> _Stated goal_
Turn every line of the items below into a numbered list, leaving out any blank lines.

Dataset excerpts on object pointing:
——
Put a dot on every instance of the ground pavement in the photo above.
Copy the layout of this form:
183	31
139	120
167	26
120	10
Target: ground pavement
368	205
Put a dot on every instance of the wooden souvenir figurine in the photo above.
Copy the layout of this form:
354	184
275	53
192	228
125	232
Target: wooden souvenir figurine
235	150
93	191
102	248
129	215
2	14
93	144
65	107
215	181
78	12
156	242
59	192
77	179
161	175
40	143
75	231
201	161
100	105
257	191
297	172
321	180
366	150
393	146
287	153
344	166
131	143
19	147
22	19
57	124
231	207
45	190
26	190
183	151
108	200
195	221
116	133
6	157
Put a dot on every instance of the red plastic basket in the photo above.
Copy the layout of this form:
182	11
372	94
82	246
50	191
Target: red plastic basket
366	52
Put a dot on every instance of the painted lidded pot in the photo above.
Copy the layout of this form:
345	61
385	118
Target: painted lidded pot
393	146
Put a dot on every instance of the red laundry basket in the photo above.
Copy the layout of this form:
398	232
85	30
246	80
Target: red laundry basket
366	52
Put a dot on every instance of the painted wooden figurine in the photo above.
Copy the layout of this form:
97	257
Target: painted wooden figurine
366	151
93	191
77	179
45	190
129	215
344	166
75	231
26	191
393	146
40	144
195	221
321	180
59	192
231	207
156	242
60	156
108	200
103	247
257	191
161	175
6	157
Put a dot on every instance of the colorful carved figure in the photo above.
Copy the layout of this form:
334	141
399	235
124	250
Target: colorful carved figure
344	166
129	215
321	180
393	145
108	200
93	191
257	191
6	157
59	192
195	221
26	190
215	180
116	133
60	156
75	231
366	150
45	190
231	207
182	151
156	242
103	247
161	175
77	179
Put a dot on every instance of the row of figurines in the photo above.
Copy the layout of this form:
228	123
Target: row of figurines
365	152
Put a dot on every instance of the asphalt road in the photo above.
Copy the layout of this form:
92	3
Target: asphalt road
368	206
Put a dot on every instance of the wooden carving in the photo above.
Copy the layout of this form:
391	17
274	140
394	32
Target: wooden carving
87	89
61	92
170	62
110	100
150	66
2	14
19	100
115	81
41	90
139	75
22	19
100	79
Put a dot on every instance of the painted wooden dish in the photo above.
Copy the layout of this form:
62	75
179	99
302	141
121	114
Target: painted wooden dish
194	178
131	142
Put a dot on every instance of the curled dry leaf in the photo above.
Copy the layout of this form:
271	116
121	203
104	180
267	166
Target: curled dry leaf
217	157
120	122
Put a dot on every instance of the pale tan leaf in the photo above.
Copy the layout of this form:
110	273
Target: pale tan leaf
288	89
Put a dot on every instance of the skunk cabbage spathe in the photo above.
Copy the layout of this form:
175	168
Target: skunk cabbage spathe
——
> _Response to the task_
1. Put a dot on every instance of the ground pavement in the photo above.
2. Copy the layout of this form:
3. 183	31
4. 139	120
5. 167	26
6. 120	10
7. Target: ground pavement
8. 368	205
9. Put a dot on every instance of the wooden souvenir figurine in the photo above.
10. Copy the layout of this form:
11. 354	184
12. 275	53
13. 192	228
14. 125	232
15. Target: wooden souvenir figurine
16. 235	150
17. 93	191
18. 102	248
19. 129	215
20. 2	14
21. 93	144
22. 65	107
23. 215	181
24. 78	12
25. 156	242
26. 59	192
27. 77	179
28. 161	175
29. 40	143
30. 75	231
31. 201	161
32. 100	105
33. 257	191
34. 297	172
35. 321	180
36. 366	150
37. 393	146
38. 287	153
39. 344	166
40. 131	143
41. 19	147
42. 22	19
43. 57	124
44. 231	207
45. 45	190
46. 26	190
47. 183	151
48. 108	200
49. 195	221
50. 116	133
51. 6	157
52. Put a dot on every instance of the red plastic basket in the photo above.
53. Copy the layout of this form:
54. 182	11
55. 372	94
56. 82	246
57. 50	191
58. Target: red plastic basket
59. 366	52
60. Put a dot on every instance of the painted lidded pot in the photo above.
61. Copy the layout of this form:
62. 345	61
63. 385	118
64. Target: painted lidded pot
65. 393	146
66. Put a dot on every instance of the red laundry basket in the photo above.
67. Copy the layout of this form:
68. 398	232
69. 85	30
70. 246	80
71. Target: red laundry basket
72. 366	52
73. Put a dot on every instance of the painted wooden figurine in the photo above.
74. Copy the layout of this form:
75. 97	257
76. Target: painted wooden figurine
77. 366	151
78. 93	191
79. 77	179
80. 45	190
81. 129	215
82. 344	166
83. 75	231
84. 26	191
85. 393	146
86. 40	144
87. 195	221
88. 321	180
89. 59	192
90. 231	207
91. 156	242
92. 60	156
93. 108	200
94. 103	247
95. 257	191
96. 161	175
97. 6	157
98. Put a dot on every instance of the colorful carved figure in the photo above.
99. Copy the layout of this form:
100. 334	141
101. 399	235
102. 124	250
103. Target: colorful carved figure
104. 344	166
105. 129	215
106. 321	180
107. 393	145
108. 108	200
109. 93	191
110. 257	191
111. 6	157
112. 59	192
113. 195	221
114. 26	190
115. 215	180
116. 116	133
117. 60	156
118. 75	231
119. 366	150
120. 45	190
121. 231	207
122. 182	151
123. 156	242
124. 103	247
125. 161	175
126. 77	179
127. Put a dot on every instance of the row of figurines in the photo above.
128. Copy the layout of this form:
129. 228	123
130. Target: row of figurines
131. 365	152
132. Put a dot on every instance of the asphalt road in the photo above.
133. Copy the layout of this form:
134. 92	3
135. Target: asphalt road
136. 368	206
137. Put a dot on every instance of the wooden carving in the photo above.
138. Copy the layout of this form:
139. 391	17
140. 274	140
141. 394	32
142. Target: wooden carving
143. 87	89
144. 61	92
145. 170	62
146. 110	100
147. 150	66
148. 2	14
149. 19	100
150. 115	81
151. 41	90
152. 139	75
153. 22	19
154. 100	79
155. Put a dot on every instance of the painted wooden dish in the photo above.
156. Copy the layout of this form:
157. 62	75
158. 179	99
159. 302	141
160. 121	114
161. Target: painted wooden dish
162. 194	178
163. 131	142
164. Put a dot on every instance of the curled dry leaf in the photo above.
165. Copy the layout of this form:
166. 271	116
167. 121	203
168. 104	180
169. 267	166
170. Target: curled dry leaf
171. 217	157
172. 120	122
173. Put a dot on every instance of the pale tan leaf in the photo above.
174. Copy the layout of this form:
175. 110	273
176. Target: pale tan leaf
177. 288	89
178. Put a dot on every instance of the skunk cabbage spathe in the photo above.
179. Copy the layout of this form:
180. 175	168
181. Target: skunk cabbage spathe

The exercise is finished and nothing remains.